■ Your objective
Write out all of the records exactly once more and skip the images.

■ Input data
++++++++++++++++++++

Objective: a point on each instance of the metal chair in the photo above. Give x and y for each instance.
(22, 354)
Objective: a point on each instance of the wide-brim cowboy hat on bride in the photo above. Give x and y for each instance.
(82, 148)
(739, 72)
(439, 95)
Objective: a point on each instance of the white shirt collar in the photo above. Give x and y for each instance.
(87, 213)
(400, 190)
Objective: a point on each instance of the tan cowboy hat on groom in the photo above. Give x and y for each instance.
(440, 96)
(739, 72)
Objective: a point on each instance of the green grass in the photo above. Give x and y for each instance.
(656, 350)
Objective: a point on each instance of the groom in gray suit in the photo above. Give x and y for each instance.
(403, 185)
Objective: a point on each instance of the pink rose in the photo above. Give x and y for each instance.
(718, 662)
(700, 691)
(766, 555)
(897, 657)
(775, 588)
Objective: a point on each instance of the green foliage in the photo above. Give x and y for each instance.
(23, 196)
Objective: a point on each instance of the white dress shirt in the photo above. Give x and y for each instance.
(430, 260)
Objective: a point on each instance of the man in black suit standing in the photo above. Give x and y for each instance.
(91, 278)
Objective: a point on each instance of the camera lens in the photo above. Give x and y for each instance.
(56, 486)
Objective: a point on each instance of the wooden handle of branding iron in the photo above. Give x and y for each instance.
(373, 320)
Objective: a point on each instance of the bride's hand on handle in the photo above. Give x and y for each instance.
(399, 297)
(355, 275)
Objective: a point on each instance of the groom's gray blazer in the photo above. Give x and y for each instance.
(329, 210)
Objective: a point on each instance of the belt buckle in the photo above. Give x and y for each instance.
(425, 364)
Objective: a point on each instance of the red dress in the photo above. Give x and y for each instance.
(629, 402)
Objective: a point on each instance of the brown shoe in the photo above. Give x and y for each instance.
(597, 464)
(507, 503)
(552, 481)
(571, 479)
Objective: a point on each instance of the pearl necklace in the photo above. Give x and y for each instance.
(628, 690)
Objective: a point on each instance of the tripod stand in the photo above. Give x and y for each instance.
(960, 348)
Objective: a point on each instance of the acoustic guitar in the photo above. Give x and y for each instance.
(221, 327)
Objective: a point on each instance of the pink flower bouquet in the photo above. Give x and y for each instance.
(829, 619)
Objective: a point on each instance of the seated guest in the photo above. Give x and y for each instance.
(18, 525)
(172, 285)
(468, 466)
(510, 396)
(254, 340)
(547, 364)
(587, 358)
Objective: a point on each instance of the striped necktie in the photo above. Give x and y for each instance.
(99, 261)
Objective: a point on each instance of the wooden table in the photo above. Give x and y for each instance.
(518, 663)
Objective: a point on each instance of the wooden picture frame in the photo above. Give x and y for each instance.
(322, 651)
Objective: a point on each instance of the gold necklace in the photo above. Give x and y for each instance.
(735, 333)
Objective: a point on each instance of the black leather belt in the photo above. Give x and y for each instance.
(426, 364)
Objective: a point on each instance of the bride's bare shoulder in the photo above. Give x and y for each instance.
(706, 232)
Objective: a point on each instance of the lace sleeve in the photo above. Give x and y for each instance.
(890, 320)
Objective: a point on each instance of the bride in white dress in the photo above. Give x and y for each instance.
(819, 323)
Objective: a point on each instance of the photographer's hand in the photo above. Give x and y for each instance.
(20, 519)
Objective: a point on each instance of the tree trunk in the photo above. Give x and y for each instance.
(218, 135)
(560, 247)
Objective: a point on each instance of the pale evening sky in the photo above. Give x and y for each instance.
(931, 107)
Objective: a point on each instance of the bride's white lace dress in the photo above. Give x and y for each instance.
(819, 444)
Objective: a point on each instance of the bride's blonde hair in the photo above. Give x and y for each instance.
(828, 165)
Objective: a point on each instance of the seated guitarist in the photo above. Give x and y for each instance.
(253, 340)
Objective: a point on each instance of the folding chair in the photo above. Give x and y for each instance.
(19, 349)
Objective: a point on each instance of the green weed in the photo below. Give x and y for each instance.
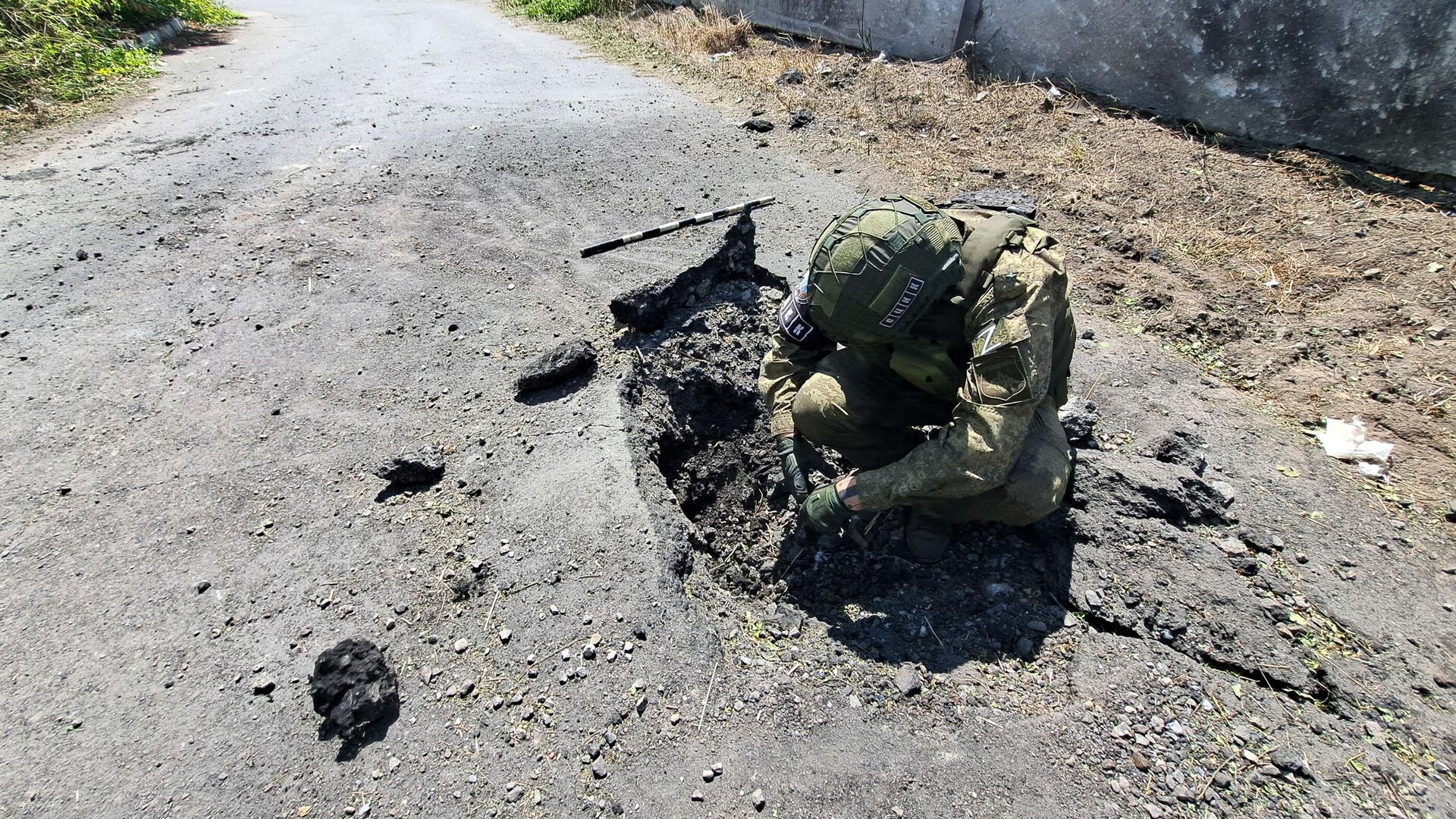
(71, 50)
(558, 11)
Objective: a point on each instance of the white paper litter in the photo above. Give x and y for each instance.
(1348, 442)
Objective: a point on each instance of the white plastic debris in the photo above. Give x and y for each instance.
(1348, 442)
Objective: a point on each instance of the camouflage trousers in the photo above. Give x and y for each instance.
(870, 416)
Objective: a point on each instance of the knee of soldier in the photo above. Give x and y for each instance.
(819, 410)
(1037, 488)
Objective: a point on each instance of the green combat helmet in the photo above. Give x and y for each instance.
(878, 267)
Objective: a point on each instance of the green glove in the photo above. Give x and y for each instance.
(824, 512)
(792, 455)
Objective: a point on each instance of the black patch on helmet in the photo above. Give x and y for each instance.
(912, 292)
(794, 321)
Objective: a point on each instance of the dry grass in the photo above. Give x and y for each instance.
(1323, 279)
(683, 31)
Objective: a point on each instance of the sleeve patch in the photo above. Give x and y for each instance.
(1001, 369)
(999, 378)
(999, 333)
(794, 321)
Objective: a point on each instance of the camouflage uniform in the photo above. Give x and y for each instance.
(987, 365)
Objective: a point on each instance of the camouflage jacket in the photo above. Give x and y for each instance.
(998, 347)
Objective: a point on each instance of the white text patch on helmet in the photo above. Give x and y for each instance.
(912, 292)
(794, 319)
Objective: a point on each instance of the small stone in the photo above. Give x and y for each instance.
(557, 366)
(908, 679)
(414, 468)
(1232, 547)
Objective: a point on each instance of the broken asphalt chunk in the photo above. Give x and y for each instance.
(353, 687)
(419, 466)
(557, 366)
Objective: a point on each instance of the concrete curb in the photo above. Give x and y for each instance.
(153, 38)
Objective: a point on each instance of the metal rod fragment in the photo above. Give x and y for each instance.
(672, 226)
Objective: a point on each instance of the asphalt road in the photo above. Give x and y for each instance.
(327, 237)
(332, 234)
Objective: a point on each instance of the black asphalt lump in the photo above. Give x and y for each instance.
(353, 689)
(417, 466)
(557, 366)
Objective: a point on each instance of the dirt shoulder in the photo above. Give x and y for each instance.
(1320, 287)
(312, 253)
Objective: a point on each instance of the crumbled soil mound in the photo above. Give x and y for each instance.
(1147, 554)
(1321, 284)
(353, 689)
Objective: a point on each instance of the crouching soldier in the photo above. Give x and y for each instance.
(916, 316)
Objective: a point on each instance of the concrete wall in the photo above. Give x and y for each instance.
(1373, 79)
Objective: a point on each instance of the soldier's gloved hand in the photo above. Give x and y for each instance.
(824, 512)
(794, 455)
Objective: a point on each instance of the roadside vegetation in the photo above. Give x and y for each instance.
(563, 11)
(60, 53)
(1320, 286)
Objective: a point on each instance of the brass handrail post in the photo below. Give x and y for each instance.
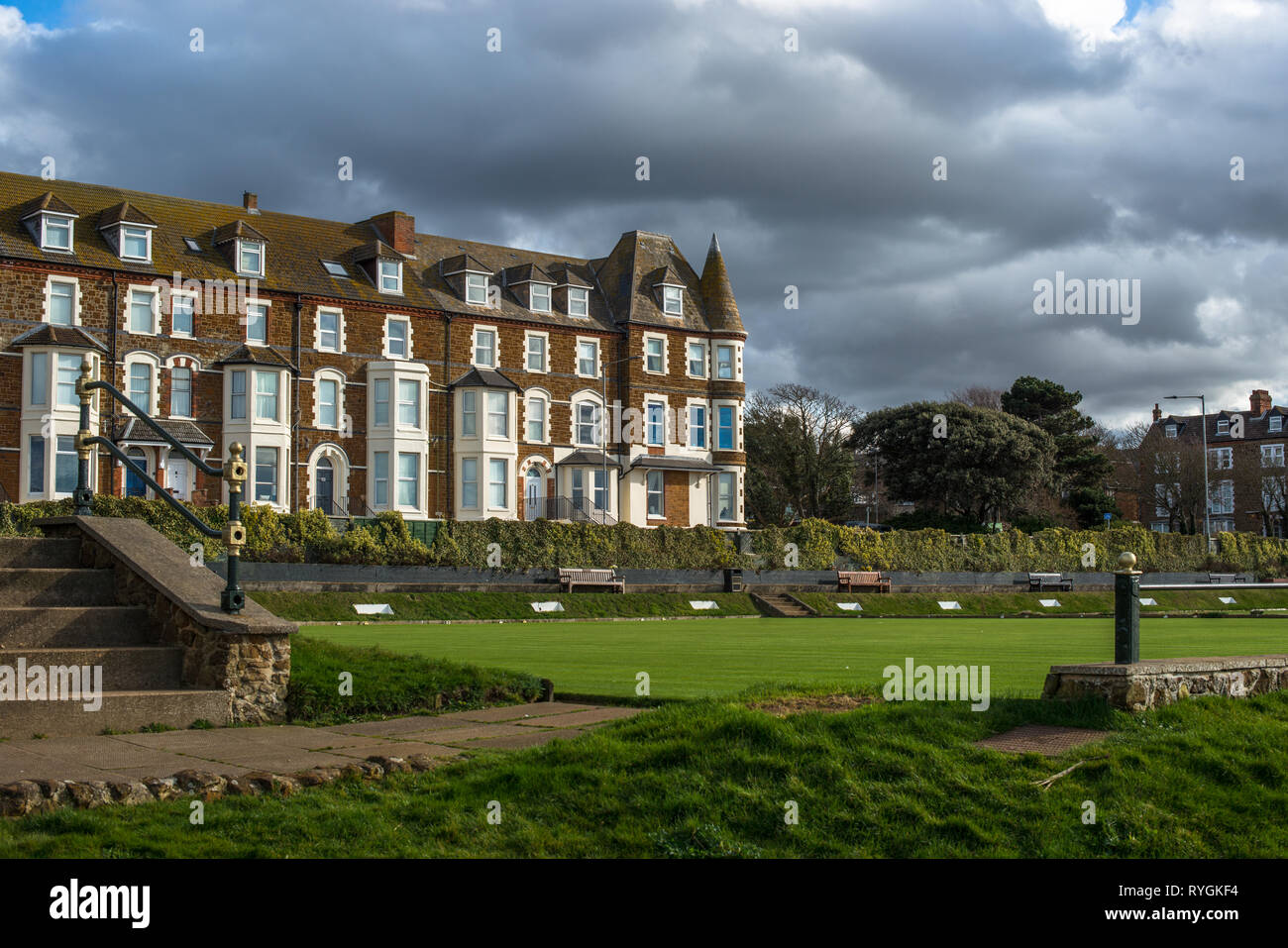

++++++++++++++++++++

■ Exercise output
Objective: a point on each instance of the metal chair in the photo above. Give x and y for each instance.
(22, 354)
Objective: a point on each instance of the wide-brim cowboy hat on bride in the photo above. Give x and y for each instance.
(82, 148)
(739, 72)
(439, 95)
Objective: a point on each instance of the white shirt collar in the photo above. Give x and y for each instance.
(87, 213)
(400, 190)
Objective: a point on each instance of the tan cowboy hat on groom in the photo above. Give x and y for each instance.
(440, 96)
(739, 72)
Objective: a point on each instance of the green grass in the photo above. Give x and y for each instance.
(656, 350)
Objective: a point on each instance of the groom in gray suit in the photo above. Give x and y for each instance.
(403, 185)
Objective: a point on each instance of the pink rose in the photo above. Give x and y for each instance.
(718, 662)
(700, 691)
(766, 555)
(897, 657)
(775, 588)
Objective: a point on each instance of the green foliage in the photo above. Give x and y for each instance.
(23, 196)
Objective: a point on each instance of the white dress shirt in the photo above. Give x and y for each instance.
(430, 260)
Objective: a point on each instance of the man in black suit standing in the photo above. Give x and y for each instance.
(91, 278)
Objective: a point on each instance of the camera lens in the photo above. Give x and y for each instance.
(56, 486)
Objective: a point on each instance of the wooden handle of branding iron in the photo above. Give x and y for each instance.
(373, 320)
Objective: a point on each instance of the bride's hand on handle in the photo above. Give x and y for each instance.
(399, 297)
(355, 275)
Objective: a point on each instance of the groom's gray blazer in the photo above. Give x and y for each instance.
(329, 210)
Objective: a point on each instance of the belt buckle in the photo above. Give x and y for each instance.
(425, 364)
Objective: a point on each instance of the red dress in the photo above. Give x and y for each instance.
(629, 402)
Objective: a point on each instance of the brown shoe in the photo above. Give x and y for each instance.
(597, 464)
(507, 503)
(552, 481)
(571, 479)
Objective: a point on each instance of the pearl necklace in the photo above. Give x and y for each instance.
(628, 690)
Objective: a point on each instance of the tripod stand in the photo above. Give x and y for each instance.
(960, 348)
Objective: a point on each instance of the acoustic guitar in the photo above. Give x and y for each instance.
(221, 327)
Objective: a point on each instance of the pink flower bouquet in the photo above. Give x and y for each instance.
(829, 619)
Objective: a point on each instance of the seated guest in the photo above. Give x and y for each instance.
(18, 525)
(172, 285)
(468, 466)
(510, 396)
(254, 340)
(547, 364)
(587, 358)
Objective: a point on each instance of the striped necktie in the photo above. Give x and y for each instance.
(99, 261)
Objective: a point on each instance of the wooden table in the photo above. Give x and y for each instance.
(518, 663)
Objective: a point on each instance of the wooden picture frame in the photo above. Give x and y for each instance.
(322, 651)
Objective: a point on each instance of the gold necklace in the photo above. Give x and y for each instance.
(735, 333)
Objective: a point on each instance of the black leather belt in the photo above. Give x and y for each instance.
(426, 364)
Objective: a point on each instance of the bride's bare shoulder in the photo above. Give x and y for each instance.
(706, 232)
Objective: a point on each instance of the lace sleeve in the photo above. Give x and y for each instance.
(890, 320)
Objective: a point on each instance of the bride in white dress in the photo above. Give x and y for each instance.
(819, 323)
Objective: a point on each instance of the photographer's hand in the photo above. Give x and y for each instance.
(20, 519)
Objective: a point on each instance of the tree trunk in the photo above. Give x and y for each instance.
(218, 135)
(560, 247)
Objective: a point on each instance of the pale evening sky in the photo above. Give x and y for each instance.
(931, 107)
Objective: a point on each instance of the bride's white lace dress in the photo above. Give x and y for each instance.
(819, 444)
Objective: a point on each instance of the bride's blonde hair in the photo above. Give x and y for each instance.
(828, 165)
Objective: a point on each instance of the seated guitarist in the photo above. Give x and y for each instance.
(253, 340)
Objective: a point on each instance of the folding chair in the photo above. Give x and y for each instance.
(19, 349)
Objective: a point on each instance of the green weed in the photo below. Give x and y for each instance.
(71, 50)
(558, 11)
Objective: a point on each instance of the white paper litter in the photo above. Give x and y for each instance.
(1348, 442)
Objective: a point on each instance of the white plastic debris in the photo above. Give x and y for each instance.
(1348, 442)
Objective: a point on each instance of the camouflage trousers in the photo above. Give x and y for each instance.
(870, 416)
Objective: a point on each instance of the knee of soldier in the photo above. Give x and y for each instance.
(819, 410)
(1037, 488)
Objective: a point on each instance of the green combat helmet in the photo above. Give x and y for each instance.
(878, 267)
Objective: a point on each instance of the green glove in the photo above. Give x and y for each instance.
(824, 512)
(792, 455)
Objective: a point on each instance of the black patch on helmet in the photo above. Give x and y for each instance.
(912, 292)
(794, 321)
Objective: a point on each instance of the dry grass in the photo above. Give x and y for each instance.
(1323, 279)
(683, 31)
Objective: a point on each instance of the sleeve patch in the photo above. Give x and y for each instance.
(1001, 369)
(999, 378)
(999, 333)
(794, 321)
Objective: a point on each instance of the camouflage uniform in the photo above. Give x and y for each instance.
(987, 365)
Objective: a point on each instance of the camouflage jacket in the photo above. Give x and y for each instance.
(998, 347)
Objective: a point on each instance of the white text patch on helmet in the photo above. Give x and y for each instance.
(912, 292)
(794, 319)
Objective: a point on each instance of the small stone in the photo above. Give x and y for each instance.
(557, 366)
(908, 679)
(414, 468)
(1232, 547)
Objective: a point on each instance of the broken asphalt chunk in the photo above. Give x and y for each instance.
(353, 687)
(419, 466)
(557, 366)
Objective: a point on each instance of the concrete curb in the photo above. Give x and y for each instance.
(153, 38)
Objective: a point on each instance of the metal rod fragment in the photo above. Give x and y for each instance.
(672, 226)
Objective: a point on each instance of the asphalt road in the photo above. Give x and y for each instance.
(327, 237)
(332, 234)
Objective: a point on each instance of the black asphalt lump in the photo above. Give x and y for each instance.
(353, 689)
(417, 466)
(557, 366)
Objective: a point on each instance of the dirt shoulder in the photo above. Give x and y for each instance.
(1320, 287)
(312, 253)
Objective: a point on each instance of the crumbled soil mound in the photo above. Give x and y for each instance.
(1147, 554)
(1321, 284)
(353, 689)
Objective: a point on each instance of the crouching soldier in the photo above. Give x and y for each instance.
(916, 316)
Objective: a point on each instance of the concrete wall in the photo above. Give x and y for each instance.
(1373, 79)
Objective: a point on each instance of the soldier's gloved hand in the photo above. Give x and y for each instance.
(824, 512)
(794, 455)
Objective: a point on each instance of the roadside vegetation in the photo above. Give x and y for each instance.
(563, 11)
(60, 53)
(1320, 286)
Objective: a point on each instance of the brass handrail post in the photo below. Give x and y for each instance.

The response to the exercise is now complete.